» Written task 1
Return the computer architecture homework's text starting at "A 4 entry victim" and ending at "the victim cache?", copied word for word.
» Written task 2
Write the next part of the computer architecture homework, picking up right after its last sentence.

──────── Provided passage ────────

**CS433: Computer Architecture – Fall 2020**

**Homework 5**

**Total Points: Undergraduates (44 points), Graduates (52 points)**

**Undergraduate students should only solve the first 4 problems. Graduate students should solve all problems.**

**Due Date: November 19, 2020 at 10:00 pm CT (See course information slides for more details)**

**Directions:**

* **All students must write and sign the following statement at the end of their homework submission. "I have read the honor code for this class in the course information handout and have done this homework in conformance with that code. I understand fully the penalty for violating the honor code policies for this class." No credit will be given for a submission that does not contain this signed statement.**
* **On top of the first page of your homework solution, please write your name and NETID, your partner’s name and NETID, and whether you are an undergrad or grad student.**
* **Name your homework solution file as *firstname\_lastname\_hw3.pdf***
* **Please show all work that you used to arrive at your answer. Answers without justification will not receive credit.** **Errors in numerical calculations will not be penalized. Cascading errors will usually be penalized only once.**
* **See course information slides for more details.**

**Problem 1 [5 Points]**

A 4 entry victim cache for a 4KB direct mapped cache removes 80% of the conflict misses in a program. Without the victim cache, the miss rate is 0.064 (6.4%) and 67% of these misses are conflict misses. What is the percentage improvement in the AMAT (average memory access time) due to the victim cache?

Assume a hit in the main (4KB) cache takes 1 cycle. For a miss in the main cache that hits in the victim cache, assume an additional penalty of 1 cycle to access the victim cache. For a miss in both the main and victim caches, assume a further penalty of 48 cycles to get the data from memory. Assume a simple, single-issue, 5-stage pipeline, in-order processor that blocks on every read and write until it completes.

──────── Dataset entries ────────

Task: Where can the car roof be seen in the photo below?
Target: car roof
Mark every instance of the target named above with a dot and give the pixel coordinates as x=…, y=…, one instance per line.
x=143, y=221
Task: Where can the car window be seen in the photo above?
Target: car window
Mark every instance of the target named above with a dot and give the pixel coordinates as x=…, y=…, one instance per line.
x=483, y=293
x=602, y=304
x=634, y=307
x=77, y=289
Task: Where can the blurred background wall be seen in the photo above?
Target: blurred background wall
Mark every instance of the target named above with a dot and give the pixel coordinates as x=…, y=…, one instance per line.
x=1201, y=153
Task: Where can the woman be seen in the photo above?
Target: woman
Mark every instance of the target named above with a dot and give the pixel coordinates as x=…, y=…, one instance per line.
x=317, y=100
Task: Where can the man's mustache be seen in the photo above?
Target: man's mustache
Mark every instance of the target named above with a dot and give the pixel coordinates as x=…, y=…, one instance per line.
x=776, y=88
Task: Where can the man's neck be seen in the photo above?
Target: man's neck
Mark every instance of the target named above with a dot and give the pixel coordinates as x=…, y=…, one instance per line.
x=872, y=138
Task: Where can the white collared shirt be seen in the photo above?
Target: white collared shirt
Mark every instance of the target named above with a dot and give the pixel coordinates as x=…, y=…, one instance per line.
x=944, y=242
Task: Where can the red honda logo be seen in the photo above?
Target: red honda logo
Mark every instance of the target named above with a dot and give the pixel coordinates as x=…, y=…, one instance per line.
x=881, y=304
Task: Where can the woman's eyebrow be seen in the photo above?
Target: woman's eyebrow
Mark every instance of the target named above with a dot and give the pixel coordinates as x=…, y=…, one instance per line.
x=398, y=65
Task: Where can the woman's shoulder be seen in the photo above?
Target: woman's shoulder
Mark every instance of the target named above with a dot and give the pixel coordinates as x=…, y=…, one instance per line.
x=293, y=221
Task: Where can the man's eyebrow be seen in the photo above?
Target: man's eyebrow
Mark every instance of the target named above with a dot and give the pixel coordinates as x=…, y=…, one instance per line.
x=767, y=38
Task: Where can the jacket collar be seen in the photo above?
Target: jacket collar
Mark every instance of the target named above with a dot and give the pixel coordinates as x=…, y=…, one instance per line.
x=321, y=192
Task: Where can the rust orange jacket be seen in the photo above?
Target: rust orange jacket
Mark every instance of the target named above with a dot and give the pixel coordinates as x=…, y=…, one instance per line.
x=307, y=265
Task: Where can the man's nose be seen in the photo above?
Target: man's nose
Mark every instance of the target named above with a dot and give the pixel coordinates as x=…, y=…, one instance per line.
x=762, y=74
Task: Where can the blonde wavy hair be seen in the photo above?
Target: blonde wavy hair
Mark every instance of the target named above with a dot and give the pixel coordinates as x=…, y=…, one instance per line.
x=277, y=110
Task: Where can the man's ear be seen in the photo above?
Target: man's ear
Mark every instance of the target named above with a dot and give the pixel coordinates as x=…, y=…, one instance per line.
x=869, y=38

────────

» Response 1
A 4 entry victim cache for a 4KB direct mapped cache removes 80% of the conflict misses in a program. Without the victim cache, the miss rate is 0.064 (6.4%) and 67% of these misses are conflict misses. What is the percentage improvement in the AMAT (average memory access time) due to the victim cache?

» Response 2
**Problem 2 [12 points]**

You are building a computer system around a processor with in-order execution that runs at 1 GHz and has a CPI of 1, excluding memory accesses. The only instructions that read or write data from/to memory are loads (20% of all instructions) and stores (5% of all instructions).

The memory system for this computer has a split L1 cache. Both the I-cache and the D-cache hold 32 KB each. The I-cache has a 2% miss rate and 64 byte blocks, and the D-cache is a write-through, no-write-allocate cache with a 5% miss rate and 64 byte blocks. The hit time for both the I-cache and the D-cache is 1 ns. The L1 cache has a write buffer. 95% of writes to L1 find a free entry in the write buffer immediately. The other 5% of the writes have to wait until an entry frees up in the write buffer (assume that such writes arrive just as the write buffer initiates a request to L2 to free up its entry and the entry is not freed up until the L2 is done with the request). The processor is stalled on a write until a free write buffer entry is available.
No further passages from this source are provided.